Source document>
◇ ◇ ◇ ◇ ◇

Example: COPY ./code ./opt copies all the files contained in ./code (i.e. subdirectory “code” of the parent directory of the directory where the Dockerfile resides) to ./opt in the container's own filesystem
For instance, if the host machine's filesystem is this
/ ... /code main.py requirements.txt run.sh ... /opt ... /for_Docker Dockerfile
the COPY directive of the example copies files main.py, requirements.txt and run.sh from /opt into the /opt directory of the filesystem internal to the Docker container.
RUN <command> where <command> is any command you can issue via a bash shell. Once the container is in execution, the commands specified by RUN directives are executed in the container. The commands are run (within the container) by the root user (of the container). Being executed by root, RUN directives have full access to the container: they can, for instance, install software packages. <command> should not involve interaction with a user, since such interaction is not possible.
Example: RUN pip install -r requirements.txt
( pip is the program used to install Python libraries: here it is used to install all the libraries specified in an external file called requirements.txt containing statements of the form <name_of_package>==<version> For instance, such a file may contain the following lines: opencv-contrib-python==4.3.0.3 opencv-python==4.3.0.36 )
( NOTE. A Docker container does not get modified whenever it is put into execution: the original file remains the same, and any change is applied only to the instance being executed. Usually the container is even kept read-only, i.e. the only part(s) of its filesystem that are writable are those specified with a WORKDIR directive. As a consequence, installation of software libraries is better managed by running commands within the container when it gets executed, not by installing the libraries within the original Docker container file: this way it is possible to change the version of the libraries without having to re-create the original file every time a new version of the libraries is released.
ENTRYPOINT [ “<command>”, “argument1”, “argument2”, “argument3”, ... ] where <command> is a c ommand and “argumentk” are the arguments to be passed to it on the command line (this syntax is due to the fact that spaces cannot be used in an ENTRYPOINT directive). So “argumentk” the is the k-th command line argument passed to <command>. The “entrypoint”, specified by this directive, is the command that is executed as soon as the container is in execution. Tipically the entrypoint command launches a bash shell and uses it to run a script. The Docker container remains in execution only until the entrypoint command is in execution. If the entrypoint terminates or fails, the container gets terminated as well.
Example: ENTRYPOINT [ “/bin/bash”, “/opt/run.sh”]
Creation of the Docker container image
Once the Dockerfile is completed and all the material required to create the container is in place in the work directory, it is time to create the container image. The container image describes the container and can be subsequently used to create a container file, for instance in the .sqsh format accepted by SLURM.

◇ ◇ ◇ ◇ ◇

Extracted data>
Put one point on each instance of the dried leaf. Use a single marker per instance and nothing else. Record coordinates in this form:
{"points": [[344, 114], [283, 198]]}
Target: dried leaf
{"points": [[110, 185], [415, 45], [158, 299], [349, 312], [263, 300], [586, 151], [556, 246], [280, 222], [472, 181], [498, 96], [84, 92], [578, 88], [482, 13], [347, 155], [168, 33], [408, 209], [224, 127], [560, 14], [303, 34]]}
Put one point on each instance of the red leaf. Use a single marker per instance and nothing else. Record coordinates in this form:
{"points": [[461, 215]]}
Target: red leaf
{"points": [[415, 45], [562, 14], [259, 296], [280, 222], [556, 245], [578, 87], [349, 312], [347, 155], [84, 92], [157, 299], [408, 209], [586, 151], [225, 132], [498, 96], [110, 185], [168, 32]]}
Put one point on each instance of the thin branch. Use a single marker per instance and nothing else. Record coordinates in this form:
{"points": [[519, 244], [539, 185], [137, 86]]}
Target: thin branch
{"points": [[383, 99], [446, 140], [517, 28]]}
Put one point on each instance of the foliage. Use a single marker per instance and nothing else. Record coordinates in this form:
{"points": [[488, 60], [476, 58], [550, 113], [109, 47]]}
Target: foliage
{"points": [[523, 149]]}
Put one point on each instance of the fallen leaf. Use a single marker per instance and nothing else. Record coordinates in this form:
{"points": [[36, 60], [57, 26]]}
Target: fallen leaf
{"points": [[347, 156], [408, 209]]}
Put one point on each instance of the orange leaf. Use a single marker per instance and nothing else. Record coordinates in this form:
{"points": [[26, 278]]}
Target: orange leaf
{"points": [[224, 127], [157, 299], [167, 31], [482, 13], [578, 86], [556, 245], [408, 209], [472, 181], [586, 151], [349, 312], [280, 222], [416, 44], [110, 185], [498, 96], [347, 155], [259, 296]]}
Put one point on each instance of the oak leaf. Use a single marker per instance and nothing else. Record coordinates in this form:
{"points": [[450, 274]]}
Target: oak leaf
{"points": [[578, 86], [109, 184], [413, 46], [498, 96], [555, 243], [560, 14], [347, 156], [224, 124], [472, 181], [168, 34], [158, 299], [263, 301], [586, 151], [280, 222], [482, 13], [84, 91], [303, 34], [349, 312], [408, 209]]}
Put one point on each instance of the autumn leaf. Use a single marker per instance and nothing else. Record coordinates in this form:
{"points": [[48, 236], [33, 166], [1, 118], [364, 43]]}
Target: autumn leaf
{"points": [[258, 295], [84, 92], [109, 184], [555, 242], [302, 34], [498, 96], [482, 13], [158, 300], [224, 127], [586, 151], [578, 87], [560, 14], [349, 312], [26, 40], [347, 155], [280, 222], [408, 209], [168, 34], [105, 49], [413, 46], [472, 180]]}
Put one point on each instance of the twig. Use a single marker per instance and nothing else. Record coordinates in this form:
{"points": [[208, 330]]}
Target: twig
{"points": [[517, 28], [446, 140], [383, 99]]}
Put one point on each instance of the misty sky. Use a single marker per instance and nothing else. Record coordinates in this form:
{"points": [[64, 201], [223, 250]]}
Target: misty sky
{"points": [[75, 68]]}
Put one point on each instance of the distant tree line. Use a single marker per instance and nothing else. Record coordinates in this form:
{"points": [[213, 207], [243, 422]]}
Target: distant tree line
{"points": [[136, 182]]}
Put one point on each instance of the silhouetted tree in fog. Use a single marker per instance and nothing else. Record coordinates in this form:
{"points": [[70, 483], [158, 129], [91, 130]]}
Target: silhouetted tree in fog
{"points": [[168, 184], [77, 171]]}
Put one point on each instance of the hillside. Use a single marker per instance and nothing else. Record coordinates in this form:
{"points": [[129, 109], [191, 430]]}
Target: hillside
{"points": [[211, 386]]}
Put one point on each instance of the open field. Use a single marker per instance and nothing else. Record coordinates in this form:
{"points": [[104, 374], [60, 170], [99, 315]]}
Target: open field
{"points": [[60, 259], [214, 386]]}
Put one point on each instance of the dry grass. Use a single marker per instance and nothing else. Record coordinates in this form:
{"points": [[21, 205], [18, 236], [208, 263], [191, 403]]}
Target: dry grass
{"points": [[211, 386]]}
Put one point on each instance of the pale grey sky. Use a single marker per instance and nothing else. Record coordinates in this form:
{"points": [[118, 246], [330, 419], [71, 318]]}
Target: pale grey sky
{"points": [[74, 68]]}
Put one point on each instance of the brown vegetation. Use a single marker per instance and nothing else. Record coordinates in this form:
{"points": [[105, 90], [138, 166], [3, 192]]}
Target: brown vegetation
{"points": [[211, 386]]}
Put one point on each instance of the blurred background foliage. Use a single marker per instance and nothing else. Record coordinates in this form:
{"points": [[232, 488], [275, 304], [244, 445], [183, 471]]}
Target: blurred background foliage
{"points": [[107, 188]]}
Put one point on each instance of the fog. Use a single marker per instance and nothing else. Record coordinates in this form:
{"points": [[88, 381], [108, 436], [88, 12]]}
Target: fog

◇ ◇ ◇ ◇ ◇

Rewrite the paragraph of the Docker notes that begins "RUN <command> where" as a bulleted list that keeps its main facts. The entries are separate material and have no connection to the Docker notes.

- A RUN directive takes any command that can be issued through a bash shell.
- Once the container is in execution, the commands given in RUN directives are executed inside it.
- The container's root user runs these commands.
- Because root runs them, RUN directives have full access to the container and can, for instance, install software packages.
- The command should not require interaction with a user, because such interaction is not possible.